__DO THIS__
Copy out the event listing on motherhood in Indian mythological fiction word for word, all of it.

* START TEXT SHOWN *

Representations of Motherhood in Contemporary Women-Centred Indian Mythological Fiction
Date4th Sep 2023
Time03:00 PM
Venue Online (Google-meet)
PAST EVENT
Details
The apotheosising of mothers in the collective consciousness of popular culture notwithstanding, a closer examination reveals their representation to be largely a passive figure in fiction. Assessing how these ideal mother figures are mediated in contemporary popular novels is a significant area of scholarship, as studies are sparse in this domain. My thesis focuses on the literary representations in narratives of mothering and motherhood, specifically in the context of revisionist popular novels based on the Mahabharata. It seeks to analyse the identity of the mother in relation to mother’s needs, concerns, emotions and experiences. Jasodhara Bagchi states that the idea of womanhood in the West was that of a wife but that of a mother in India (62). Ashis Nandy calls motherhood a ‘compensatory mechanism’ through which society can manipulate and control women (37). Maithreyi Krishnaraj argues that it is not mothering or motherhood that makes women vulnerable but their social construction, the meaning attached to the notion of motherhood and its implications for women. Given the tangled web of contradictory associations with the notion of motherhood, which can be a position of empowerment and simultaneously a site of patriarchal oppression, I try to investigate how mother figures are represented in contemporary popular novels. This research examines the constrictive patriarchal contexts to motherhood and illustrates the diverse ways through which it is reimagined with the possibility of an unconstrained maternal agency, subjectivity, and choice in revisionist writings. It further analyses how femininity negotiates patriarchy in these contemporary novels. In terms of methodology, I adopt a ‘matrifocal reading’ of popular revisionist fiction whereby the understanding of the text “attends to and accentuates the maternal thematic in any given text” (O’Reilly 17). Since the emphasis of the chosen texts is on the discourse of choice and empowerment, and as there is a shift from the narrative of victimhood towards characterisation of women with agency, my thesis will also employ a postfeminist theoretical framework in evaluating the popular texts to understand the extents to which the analytic approach of postfemininity is a productive entry into understanding contemporary negotiations of femininity with patriarchy.

* END TEXT SHOWN *
* START LISTED ENTRIES *

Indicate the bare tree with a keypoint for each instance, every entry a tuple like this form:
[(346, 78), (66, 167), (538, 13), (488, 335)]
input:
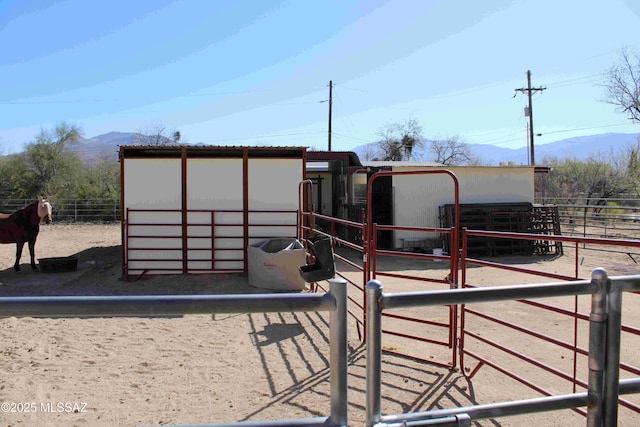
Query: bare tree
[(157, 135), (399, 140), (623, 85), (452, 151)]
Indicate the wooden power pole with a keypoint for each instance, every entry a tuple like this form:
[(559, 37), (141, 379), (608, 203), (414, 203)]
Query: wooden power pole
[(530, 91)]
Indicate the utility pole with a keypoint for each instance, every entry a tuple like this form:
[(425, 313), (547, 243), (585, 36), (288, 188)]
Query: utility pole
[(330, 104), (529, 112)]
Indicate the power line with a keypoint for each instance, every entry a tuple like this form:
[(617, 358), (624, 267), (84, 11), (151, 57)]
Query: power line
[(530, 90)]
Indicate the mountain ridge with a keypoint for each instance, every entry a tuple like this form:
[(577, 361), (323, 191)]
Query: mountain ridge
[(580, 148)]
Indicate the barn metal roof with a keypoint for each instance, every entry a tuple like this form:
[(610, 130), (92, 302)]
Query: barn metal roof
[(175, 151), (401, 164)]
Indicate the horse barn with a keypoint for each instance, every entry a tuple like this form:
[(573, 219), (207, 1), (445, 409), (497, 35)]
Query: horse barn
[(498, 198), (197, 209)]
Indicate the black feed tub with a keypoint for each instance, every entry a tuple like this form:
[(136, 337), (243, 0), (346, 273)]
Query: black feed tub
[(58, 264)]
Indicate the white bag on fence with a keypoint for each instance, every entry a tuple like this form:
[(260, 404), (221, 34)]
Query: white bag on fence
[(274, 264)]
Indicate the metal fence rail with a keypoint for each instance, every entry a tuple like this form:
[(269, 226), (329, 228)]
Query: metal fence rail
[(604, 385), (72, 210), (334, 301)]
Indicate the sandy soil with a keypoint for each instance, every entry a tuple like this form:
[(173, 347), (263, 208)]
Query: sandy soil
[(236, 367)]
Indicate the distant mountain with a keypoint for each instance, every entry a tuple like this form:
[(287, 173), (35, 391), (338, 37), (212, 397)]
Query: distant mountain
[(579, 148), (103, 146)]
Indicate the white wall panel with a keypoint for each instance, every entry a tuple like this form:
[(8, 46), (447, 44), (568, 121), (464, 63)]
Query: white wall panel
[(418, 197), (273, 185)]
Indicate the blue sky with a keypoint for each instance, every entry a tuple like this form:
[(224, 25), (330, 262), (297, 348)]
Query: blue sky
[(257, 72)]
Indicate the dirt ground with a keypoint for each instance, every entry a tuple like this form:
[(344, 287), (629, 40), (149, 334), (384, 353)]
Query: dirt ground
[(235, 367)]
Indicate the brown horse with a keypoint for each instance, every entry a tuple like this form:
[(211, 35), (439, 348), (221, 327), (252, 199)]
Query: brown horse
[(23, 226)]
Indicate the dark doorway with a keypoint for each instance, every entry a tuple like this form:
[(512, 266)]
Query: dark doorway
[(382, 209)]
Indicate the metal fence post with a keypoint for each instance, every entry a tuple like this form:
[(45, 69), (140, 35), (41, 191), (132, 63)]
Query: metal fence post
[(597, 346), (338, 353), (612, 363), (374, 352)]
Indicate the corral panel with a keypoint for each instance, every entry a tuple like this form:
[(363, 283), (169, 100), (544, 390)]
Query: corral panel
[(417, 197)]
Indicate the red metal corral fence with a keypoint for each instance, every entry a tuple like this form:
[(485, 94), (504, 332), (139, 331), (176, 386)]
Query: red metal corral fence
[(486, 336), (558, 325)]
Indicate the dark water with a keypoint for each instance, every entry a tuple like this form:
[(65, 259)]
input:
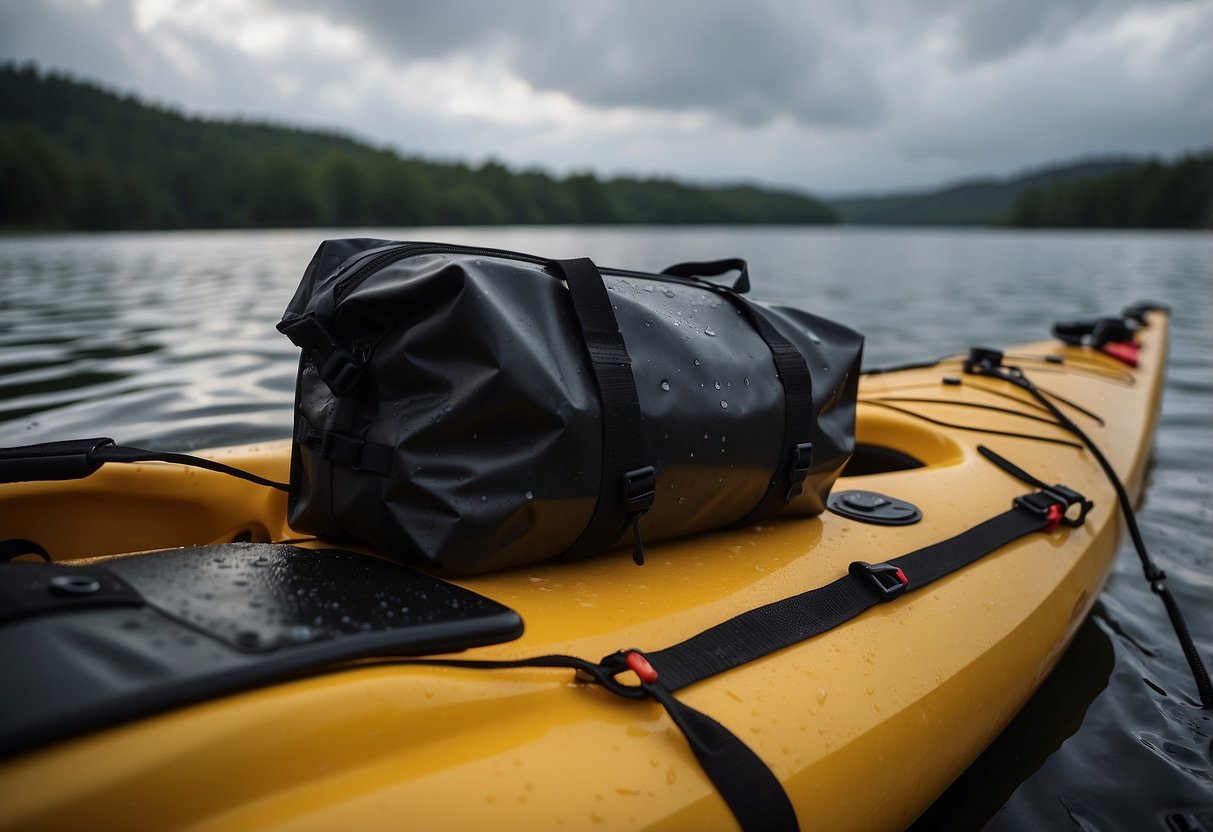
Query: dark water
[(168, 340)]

* END LISTED ENTRIES *

__THE ANSWER__
Representations of Motherhood in Contemporary Women-Centred Indian Mythological Fiction
Date4th Sep 2023
Time03:00 PM
Venue Online (Google-meet)
PAST EVENT
Details
The apotheosising of mothers in the collective consciousness of popular culture notwithstanding, a closer examination reveals their representation to be largely a passive figure in fiction. Assessing how these ideal mother figures are mediated in contemporary popular novels is a significant area of scholarship, as studies are sparse in this domain. My thesis focuses on the literary representations in narratives of mothering and motherhood, specifically in the context of revisionist popular novels based on the Mahabharata. It seeks to analyse the identity of the mother in relation to mother’s needs, concerns, emotions and experiences. Jasodhara Bagchi states that the idea of womanhood in the West was that of a wife but that of a mother in India (62). Ashis Nandy calls motherhood a ‘compensatory mechanism’ through which society can manipulate and control women (37). Maithreyi Krishnaraj argues that it is not mothering or motherhood that makes women vulnerable but their social construction, the meaning attached to the notion of motherhood and its implications for women. Given the tangled web of contradictory associations with the notion of motherhood, which can be a position of empowerment and simultaneously a site of patriarchal oppression, I try to investigate how mother figures are represented in contemporary popular novels. This research examines the constrictive patriarchal contexts to motherhood and illustrates the diverse ways through which it is reimagined with the possibility of an unconstrained maternal agency, subjectivity, and choice in revisionist writings. It further analyses how femininity negotiates patriarchy in these contemporary novels. In terms of methodology, I adopt a ‘matrifocal reading’ of popular revisionist fiction whereby the understanding of the text “attends to and accentuates the maternal thematic in any given text” (O’Reilly 17). Since the emphasis of the chosen texts is on the discourse of choice and empowerment, and as there is a shift from the narrative of victimhood towards characterisation of women with agency, my thesis will also employ a postfeminist theoretical framework in evaluating the popular texts to understand the extents to which the analytic approach of postfemininity is a productive entry into understanding contemporary negotiations of femininity with patriarchy.